- TASK TO COMPLETE
Change "innermost point" to "topmost point" throughout the rows below, then write them out again with everything else left as it is.

- DATA FOR THIS EXERCISE

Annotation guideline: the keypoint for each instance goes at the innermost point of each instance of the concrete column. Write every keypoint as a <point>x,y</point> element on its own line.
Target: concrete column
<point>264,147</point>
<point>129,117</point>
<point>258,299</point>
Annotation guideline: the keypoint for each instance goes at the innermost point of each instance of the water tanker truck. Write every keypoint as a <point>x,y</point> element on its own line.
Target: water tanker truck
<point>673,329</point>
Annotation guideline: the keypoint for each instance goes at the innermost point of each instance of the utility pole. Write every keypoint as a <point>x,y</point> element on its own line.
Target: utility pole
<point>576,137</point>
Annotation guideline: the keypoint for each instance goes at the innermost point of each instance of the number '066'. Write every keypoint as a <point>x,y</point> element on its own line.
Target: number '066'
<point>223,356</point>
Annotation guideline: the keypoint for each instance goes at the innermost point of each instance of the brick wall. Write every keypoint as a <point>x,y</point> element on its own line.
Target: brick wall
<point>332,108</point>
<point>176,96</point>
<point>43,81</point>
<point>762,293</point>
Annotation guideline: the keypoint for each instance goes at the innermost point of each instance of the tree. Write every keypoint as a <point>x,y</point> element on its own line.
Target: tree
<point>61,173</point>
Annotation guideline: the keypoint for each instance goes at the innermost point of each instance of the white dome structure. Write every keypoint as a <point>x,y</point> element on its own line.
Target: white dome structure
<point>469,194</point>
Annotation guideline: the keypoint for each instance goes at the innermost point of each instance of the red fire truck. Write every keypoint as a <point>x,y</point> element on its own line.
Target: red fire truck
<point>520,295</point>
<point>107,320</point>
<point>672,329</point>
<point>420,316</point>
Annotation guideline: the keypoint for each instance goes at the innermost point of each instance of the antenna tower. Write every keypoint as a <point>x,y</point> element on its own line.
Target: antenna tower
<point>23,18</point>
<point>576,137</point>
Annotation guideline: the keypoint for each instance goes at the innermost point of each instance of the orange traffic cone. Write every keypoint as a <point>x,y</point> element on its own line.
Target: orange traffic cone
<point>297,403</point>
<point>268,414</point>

- WRITTEN SOLUTION
Annotation guideline: the keypoint for each instance goes at the topmost point of each instance of the concrete column. Write every keypoint as a <point>x,y</point> element on its own line.
Target: concrete column
<point>264,147</point>
<point>129,117</point>
<point>258,299</point>
Annotation guideline: the keypoint for each instance goes at the topmost point of each instance of the water tanker truck. Write every keypoint as a <point>x,y</point> element on its own line.
Target: water tanker truck
<point>673,329</point>
Annotation guideline: the keypoint for each instance goes at the topmost point of each instance of the utility pole. Write every keypoint as a <point>x,y</point> element on its own line.
Target: utility pole
<point>576,137</point>
Annotation guideline: the keypoint for each instance goes at the topmost point of each instance of the number '066'. Write every keypoint as a <point>x,y</point> element on its own line.
Target: number '066'
<point>223,356</point>
Annotation guideline: the keypoint for each instance goes at the topmost point of each instance of the brick wall. Write every keypoint as a <point>x,y</point> element on its own line.
Target: brick wall
<point>332,108</point>
<point>176,96</point>
<point>43,81</point>
<point>762,293</point>
Annotation guideline: the keypoint for each instance goes at the topmost point of each instance of the tree. Write every keypoint as a <point>x,y</point> element on its own line.
Target: tree
<point>61,173</point>
Annotation guideline: the keypoint for each instance goes at the topmost point of each instance of the white dome structure. Write every keypoint as a <point>x,y</point> element on its own line.
Target: white dome structure
<point>469,194</point>
Annotation guideline: the keypoint for each instance goes at the topmost point of each instance of the red fire truck. Write every keypoint as a <point>x,y</point> element on its own line.
Target: red fire truck
<point>520,295</point>
<point>107,320</point>
<point>672,329</point>
<point>420,316</point>
Annotation guideline: the keypoint for each instance goes at the topmost point of each instance of the antenna tower. Write every keypoint as a <point>x,y</point> element on its own line.
Target: antenna tower
<point>23,18</point>
<point>576,137</point>
Annotation guideline: the keypoint for each instance goes at the topmost point of each instance of the orange traffic cone. Write every keypoint as a <point>x,y</point> element on its own line.
Target: orange traffic cone
<point>297,403</point>
<point>268,414</point>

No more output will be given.